((
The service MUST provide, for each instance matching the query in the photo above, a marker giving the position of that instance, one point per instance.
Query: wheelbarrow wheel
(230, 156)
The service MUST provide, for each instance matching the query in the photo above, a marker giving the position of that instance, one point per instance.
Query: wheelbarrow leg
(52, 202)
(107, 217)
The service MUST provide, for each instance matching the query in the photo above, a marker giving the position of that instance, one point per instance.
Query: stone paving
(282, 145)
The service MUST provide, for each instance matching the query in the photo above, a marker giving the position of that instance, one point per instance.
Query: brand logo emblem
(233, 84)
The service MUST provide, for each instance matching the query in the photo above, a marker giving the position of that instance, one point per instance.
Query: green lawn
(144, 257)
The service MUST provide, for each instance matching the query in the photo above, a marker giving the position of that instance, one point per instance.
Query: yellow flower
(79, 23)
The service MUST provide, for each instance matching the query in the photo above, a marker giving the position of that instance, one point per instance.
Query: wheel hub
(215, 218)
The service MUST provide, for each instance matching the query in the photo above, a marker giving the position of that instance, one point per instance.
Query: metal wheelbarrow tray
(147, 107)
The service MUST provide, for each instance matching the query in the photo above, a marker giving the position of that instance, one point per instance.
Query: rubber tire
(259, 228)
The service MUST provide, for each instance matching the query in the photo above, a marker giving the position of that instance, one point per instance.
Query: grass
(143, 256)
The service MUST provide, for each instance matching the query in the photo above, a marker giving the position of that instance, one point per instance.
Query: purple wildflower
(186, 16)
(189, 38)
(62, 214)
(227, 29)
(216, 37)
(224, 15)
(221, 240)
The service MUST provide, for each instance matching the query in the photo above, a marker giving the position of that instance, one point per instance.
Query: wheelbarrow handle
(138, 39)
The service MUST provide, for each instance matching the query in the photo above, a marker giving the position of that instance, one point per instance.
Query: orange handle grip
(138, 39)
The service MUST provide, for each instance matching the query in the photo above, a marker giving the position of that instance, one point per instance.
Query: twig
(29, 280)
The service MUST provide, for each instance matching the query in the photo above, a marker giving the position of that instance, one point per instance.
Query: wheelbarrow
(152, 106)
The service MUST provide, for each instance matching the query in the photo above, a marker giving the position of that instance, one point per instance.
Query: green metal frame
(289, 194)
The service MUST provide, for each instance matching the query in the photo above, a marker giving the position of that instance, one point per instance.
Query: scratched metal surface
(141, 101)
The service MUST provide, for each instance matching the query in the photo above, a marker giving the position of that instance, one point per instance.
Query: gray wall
))
### [Your objective]
Transcribe the entire listing above precisely.

### [Task response]
The service MUST provide, for each instance matching the query in the photo above, a marker giving the position of that instance, one point per instance.
Query: wheelbarrow wheel
(230, 156)
The service MUST provide, for each instance matching the query in the photo above, a marker giving the position of that instance, one point per instance.
Query: wheelbarrow leg
(52, 202)
(107, 217)
The service MUST provide, for each instance matching the query in the photo above, a marker giving the position of that instance, one point per instance.
Query: stone paving
(282, 145)
The service MUST provide, for each instance matching the query in the photo above, a marker giving the position of that instance, one point per instance.
Query: brand logo emblem
(233, 84)
The service MUST provide, for each instance matching the query in the photo above, a marker giving the position of that instance, one point per instance.
Query: green lawn
(144, 257)
The service MUST provide, for each instance matching the query in the photo above, a marker giving the position of that instance, one point per instance.
Query: yellow flower
(79, 23)
The service MUST provide, for each instance matching the query in the photo above, a marker giving the position of that instance, one point per instance.
Query: wheel hub
(215, 218)
The service MUST provide, for each instance matching the query in the photo above, a marker giving the position of that instance, one point per instance.
Query: metal wheelbarrow tray
(147, 107)
The service MUST provide, for each instance matching the query in the photo above, a marker giving the position of that instance, one point per instance.
Query: rubber tire
(259, 228)
The service MUST provide, for each instance matching the query in the photo above, a marker giving the position of that instance, one point per instance.
Query: grass
(143, 256)
The service MUST provide, for each instance matching the query in the photo above, a marker giving the position of that instance, one point per instance.
Query: purple wildflower
(186, 16)
(189, 38)
(62, 214)
(227, 29)
(216, 37)
(224, 15)
(221, 240)
The service MUST provide, for each instance matching the query in the photo above, a marker giving the position of that instance, one point per instance.
Query: wheelbarrow handle
(138, 39)
The service MUST provide, for each instance matching the query in the photo above, a marker giving the position of that instance, one point per instance.
Query: orange handle grip
(138, 39)
The service MUST provide, for each instance matching the query in the photo above, a marker giving the position of that instance, one point per instance.
Query: twig
(29, 280)
The service MUST provide, for each instance matching the query in the photo above, a marker giving the position of that instance, one point per instance.
Query: wheelbarrow
(152, 106)
The service MUST provide, for each instance matching the query in the photo above, a marker giving the position of that instance, one point per instance.
Query: green metal frame
(289, 194)
The service MUST provide, for each instance matching the query in the photo above, a marker giving the position of that instance, one point per instance.
Query: scratched metal surface
(141, 101)
The service MUST provide, for each instance matching the query in the photo above, a marker giving the position of that instance, one point per instance.
Query: gray wall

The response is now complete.